◆ WORK INSTRUCTIONS:
Which lines in the items below contain the word "wing"? Show each of those lines in full.

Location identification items
------------------------------------

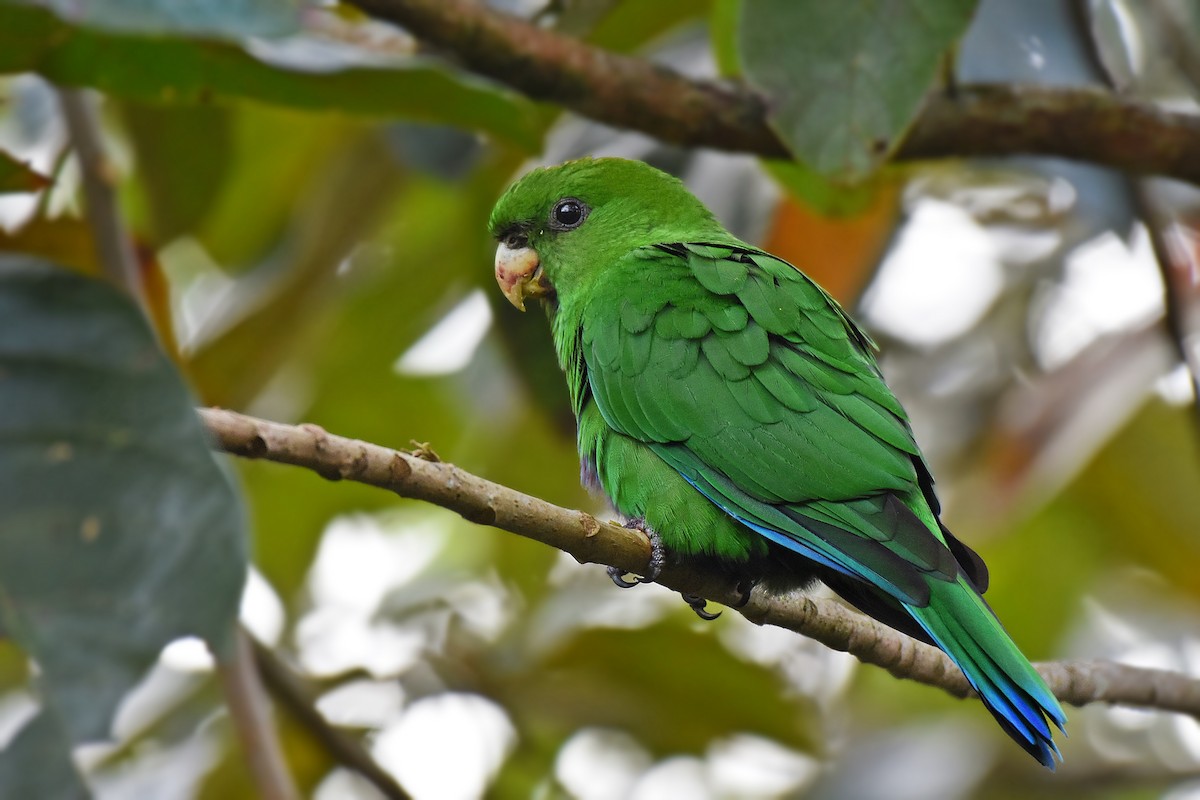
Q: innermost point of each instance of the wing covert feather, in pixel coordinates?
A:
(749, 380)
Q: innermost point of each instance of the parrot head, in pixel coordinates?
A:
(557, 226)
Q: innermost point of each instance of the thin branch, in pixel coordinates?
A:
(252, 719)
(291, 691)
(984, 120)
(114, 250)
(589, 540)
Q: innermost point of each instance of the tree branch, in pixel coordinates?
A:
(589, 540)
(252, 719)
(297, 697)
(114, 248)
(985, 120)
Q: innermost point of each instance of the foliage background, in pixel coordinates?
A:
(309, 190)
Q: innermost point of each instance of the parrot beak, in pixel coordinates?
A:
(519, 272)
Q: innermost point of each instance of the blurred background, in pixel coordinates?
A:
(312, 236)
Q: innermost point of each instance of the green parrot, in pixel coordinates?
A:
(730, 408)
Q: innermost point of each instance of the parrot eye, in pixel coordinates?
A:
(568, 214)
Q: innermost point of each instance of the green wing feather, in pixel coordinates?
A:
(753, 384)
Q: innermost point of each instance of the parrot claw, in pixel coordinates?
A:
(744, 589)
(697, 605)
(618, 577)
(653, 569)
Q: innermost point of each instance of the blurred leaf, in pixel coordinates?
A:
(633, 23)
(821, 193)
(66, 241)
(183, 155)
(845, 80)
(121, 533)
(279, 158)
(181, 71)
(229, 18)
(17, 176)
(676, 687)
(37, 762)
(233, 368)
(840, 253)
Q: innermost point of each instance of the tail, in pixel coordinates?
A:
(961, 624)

------------------------------------

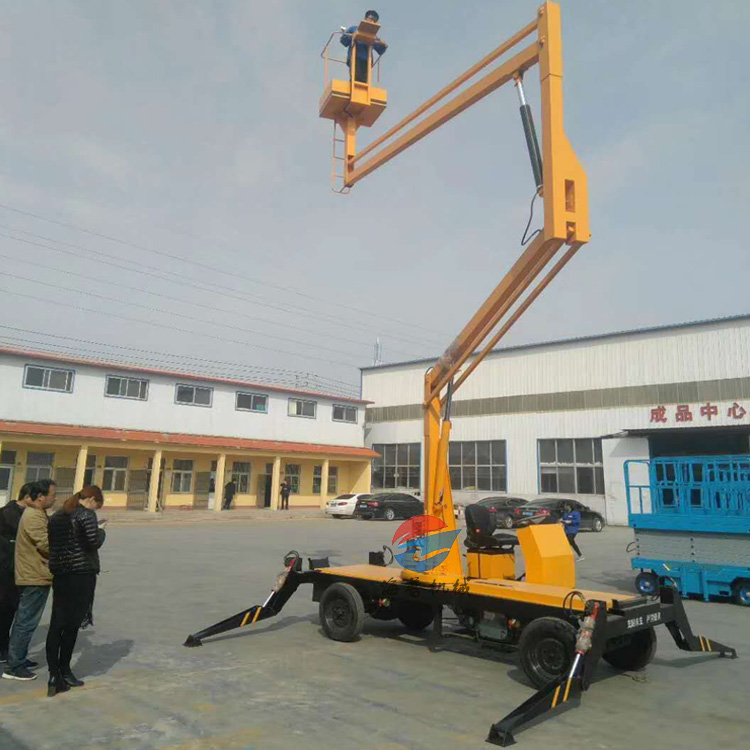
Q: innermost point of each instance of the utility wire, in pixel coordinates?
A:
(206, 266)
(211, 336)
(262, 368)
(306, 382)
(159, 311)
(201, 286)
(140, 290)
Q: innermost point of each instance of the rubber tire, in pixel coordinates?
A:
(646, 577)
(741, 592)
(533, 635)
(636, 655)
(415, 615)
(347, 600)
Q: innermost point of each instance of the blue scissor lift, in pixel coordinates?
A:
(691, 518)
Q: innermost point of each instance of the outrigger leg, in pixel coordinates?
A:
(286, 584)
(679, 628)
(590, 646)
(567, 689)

------------------------------------

◆ RESPONSE TO THIS EXERCISE:
Q: innermost point of each instance of the wing covert feather, in pixel coordinates?
Q: innermost point of each instance of the green wing feather, in pixel coordinates?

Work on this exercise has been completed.